### [Fragmento de página]

Con el advenimiento de los Borbones disminuye la capacidad de decisión de la institución que ahora se llama “Ayuntamiento”. Un ayuntamiento de duración trienal nombrado por el rey a sugerencia de la Real Audiencia de Zaragoza. La primera instancia judicial la ejercen dos “alcaldes primero y segundo” y el ejecutivo lo forman en principio ocho “regidores”. Se aplica en su nombramiento el sistema de “mitad de oficios”, según el cual el alcalde primero y los cuatro primeros regidores se nombran del estamento noble y los cuatro siguientes del estamento llano. Un “síndico procurador general” es designado alternativamente del estamento noble y del tercer estado. Desde 1760 los regidores se reducen a seis y en su lugar se eligen dos “diputados” que en teoría democratizan el gobierno en beneficio del “común” de vecinos. Al cabo del trienio, el ayuntamiento saliente propone con escaso éxito frente a la Audiencia de Zaragoza las ternas para los miembros del nuevo consistorio. Desde 1796 el rey designa un “corregidor de letras” que preside el ayuntamiento y reduce los abusos y disputas de los regidores.

### [Tarea planteada A]
Da en formato CSV de dos columnas, entrada y salida, el tramo del listado que va desde la línea que contiene "Is there any red lightning" hasta la que contiene "left=146, top=60, right=223, bottom=153", ambas incluidas. Cada fila recoge un texto y su respuesta, cada uno en un campo entre comillas y con los saltos de línea cambiados por espacios.

### [Listado proporcionado]
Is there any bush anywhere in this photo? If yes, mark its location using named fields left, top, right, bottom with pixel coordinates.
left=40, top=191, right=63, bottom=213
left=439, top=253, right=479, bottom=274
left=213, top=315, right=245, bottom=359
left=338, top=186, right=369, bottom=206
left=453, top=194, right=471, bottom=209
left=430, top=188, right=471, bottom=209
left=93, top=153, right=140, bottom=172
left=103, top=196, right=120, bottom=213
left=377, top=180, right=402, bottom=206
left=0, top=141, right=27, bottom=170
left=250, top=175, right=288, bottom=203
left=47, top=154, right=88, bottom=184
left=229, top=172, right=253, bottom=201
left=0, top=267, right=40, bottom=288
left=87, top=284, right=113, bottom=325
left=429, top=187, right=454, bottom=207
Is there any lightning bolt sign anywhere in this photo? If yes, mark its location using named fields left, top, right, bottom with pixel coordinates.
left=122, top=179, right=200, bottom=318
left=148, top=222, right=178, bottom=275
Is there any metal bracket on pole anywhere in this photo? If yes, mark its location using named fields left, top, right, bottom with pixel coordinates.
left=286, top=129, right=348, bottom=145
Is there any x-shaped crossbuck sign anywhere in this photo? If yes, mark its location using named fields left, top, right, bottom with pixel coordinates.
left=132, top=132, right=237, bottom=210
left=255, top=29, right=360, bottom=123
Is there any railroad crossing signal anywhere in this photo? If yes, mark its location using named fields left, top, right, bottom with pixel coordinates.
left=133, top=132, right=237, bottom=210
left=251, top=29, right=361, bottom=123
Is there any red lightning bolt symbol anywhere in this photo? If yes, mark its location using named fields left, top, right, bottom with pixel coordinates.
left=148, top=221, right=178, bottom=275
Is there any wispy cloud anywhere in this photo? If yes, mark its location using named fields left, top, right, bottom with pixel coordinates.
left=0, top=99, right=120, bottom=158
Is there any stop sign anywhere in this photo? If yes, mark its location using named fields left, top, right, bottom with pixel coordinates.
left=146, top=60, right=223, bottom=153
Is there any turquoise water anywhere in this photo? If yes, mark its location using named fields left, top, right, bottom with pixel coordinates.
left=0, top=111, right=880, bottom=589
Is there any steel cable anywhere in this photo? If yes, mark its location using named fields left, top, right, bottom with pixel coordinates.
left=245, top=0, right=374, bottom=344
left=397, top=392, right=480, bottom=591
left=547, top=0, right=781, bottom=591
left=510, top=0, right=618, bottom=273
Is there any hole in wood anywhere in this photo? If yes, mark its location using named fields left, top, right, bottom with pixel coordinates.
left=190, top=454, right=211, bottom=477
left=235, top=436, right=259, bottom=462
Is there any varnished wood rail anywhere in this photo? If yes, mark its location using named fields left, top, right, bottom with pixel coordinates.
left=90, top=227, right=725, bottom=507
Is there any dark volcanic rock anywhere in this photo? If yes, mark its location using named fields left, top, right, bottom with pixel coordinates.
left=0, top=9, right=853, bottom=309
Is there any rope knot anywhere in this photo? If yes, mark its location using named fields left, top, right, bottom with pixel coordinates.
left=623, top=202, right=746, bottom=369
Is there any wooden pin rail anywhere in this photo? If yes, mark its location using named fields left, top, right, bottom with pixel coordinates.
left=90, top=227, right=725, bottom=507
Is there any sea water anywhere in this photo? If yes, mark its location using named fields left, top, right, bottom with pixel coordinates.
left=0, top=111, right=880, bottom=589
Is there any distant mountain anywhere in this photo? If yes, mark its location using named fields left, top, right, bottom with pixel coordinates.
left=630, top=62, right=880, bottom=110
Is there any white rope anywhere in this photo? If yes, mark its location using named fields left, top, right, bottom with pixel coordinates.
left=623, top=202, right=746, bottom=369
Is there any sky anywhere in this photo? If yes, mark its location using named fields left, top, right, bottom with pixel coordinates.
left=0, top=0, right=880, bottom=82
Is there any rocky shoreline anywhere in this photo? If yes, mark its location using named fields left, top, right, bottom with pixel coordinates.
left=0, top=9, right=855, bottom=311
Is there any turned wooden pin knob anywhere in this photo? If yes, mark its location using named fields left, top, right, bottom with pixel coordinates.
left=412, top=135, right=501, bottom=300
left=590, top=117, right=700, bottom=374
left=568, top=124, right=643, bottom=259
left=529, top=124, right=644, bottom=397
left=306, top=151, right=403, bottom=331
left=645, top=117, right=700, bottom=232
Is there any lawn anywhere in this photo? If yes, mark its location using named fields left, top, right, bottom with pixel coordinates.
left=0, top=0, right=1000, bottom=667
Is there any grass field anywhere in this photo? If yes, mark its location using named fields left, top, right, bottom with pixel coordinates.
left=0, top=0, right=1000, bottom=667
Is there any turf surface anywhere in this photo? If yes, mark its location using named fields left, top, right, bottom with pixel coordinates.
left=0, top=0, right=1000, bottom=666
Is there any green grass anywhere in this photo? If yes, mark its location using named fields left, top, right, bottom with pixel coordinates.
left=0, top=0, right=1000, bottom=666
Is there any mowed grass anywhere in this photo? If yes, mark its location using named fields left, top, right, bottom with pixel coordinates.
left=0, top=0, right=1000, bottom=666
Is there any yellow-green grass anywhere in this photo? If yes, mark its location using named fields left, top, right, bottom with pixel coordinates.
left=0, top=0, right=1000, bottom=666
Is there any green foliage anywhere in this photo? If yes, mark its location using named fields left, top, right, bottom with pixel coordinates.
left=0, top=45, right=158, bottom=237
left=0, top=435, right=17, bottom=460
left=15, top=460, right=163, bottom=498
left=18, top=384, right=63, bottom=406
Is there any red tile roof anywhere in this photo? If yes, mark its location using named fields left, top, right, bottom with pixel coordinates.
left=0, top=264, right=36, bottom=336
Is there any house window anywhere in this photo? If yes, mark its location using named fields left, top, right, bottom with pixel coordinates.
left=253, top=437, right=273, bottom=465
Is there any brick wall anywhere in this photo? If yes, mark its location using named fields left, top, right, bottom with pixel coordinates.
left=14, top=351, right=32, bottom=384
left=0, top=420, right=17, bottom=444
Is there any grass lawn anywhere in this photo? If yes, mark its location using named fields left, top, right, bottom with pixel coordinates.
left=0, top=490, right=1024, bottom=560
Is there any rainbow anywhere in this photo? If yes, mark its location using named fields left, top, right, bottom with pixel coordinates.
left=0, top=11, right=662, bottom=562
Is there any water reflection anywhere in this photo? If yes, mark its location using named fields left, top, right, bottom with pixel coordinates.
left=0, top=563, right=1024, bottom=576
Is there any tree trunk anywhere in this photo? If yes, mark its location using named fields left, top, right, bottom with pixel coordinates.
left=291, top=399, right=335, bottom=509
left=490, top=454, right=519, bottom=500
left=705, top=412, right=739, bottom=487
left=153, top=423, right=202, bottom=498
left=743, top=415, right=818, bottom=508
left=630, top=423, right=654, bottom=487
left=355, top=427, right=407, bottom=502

### [Tarea planteada B]
Contesta estas preguntas sobre el fragmento:
(i) ¿Qué duración tiene el ayuntamiento nombrado por el rey?
(ii) ¿A cuántos se reducen los regidores desde 1760?
(iii) ¿Quién preside el ayuntamiento desde 1796?

### [Respuesta completa A]
entrada,salida
"Is there any red lightning bolt symbol anywhere in this photo? If yes, mark its location using named fields left, top, right, bottom with pixel coordinates.","left=148, top=221, right=178, bottom=275"
"Is there any wispy cloud anywhere in this photo? If yes, mark its location using named fields left, top, right, bottom with pixel coordinates.","left=0, top=99, right=120, bottom=158"
"Is there any stop sign anywhere in this photo? If yes, mark its location using named fields left, top, right, bottom with pixel coordinates.","left=146, top=60, right=223, bottom=153"

### [Respuesta completa B]
(i) Es trienal, de tres años.
(ii) A seis.
(iii) Un "corregidor de letras" designado por el rey.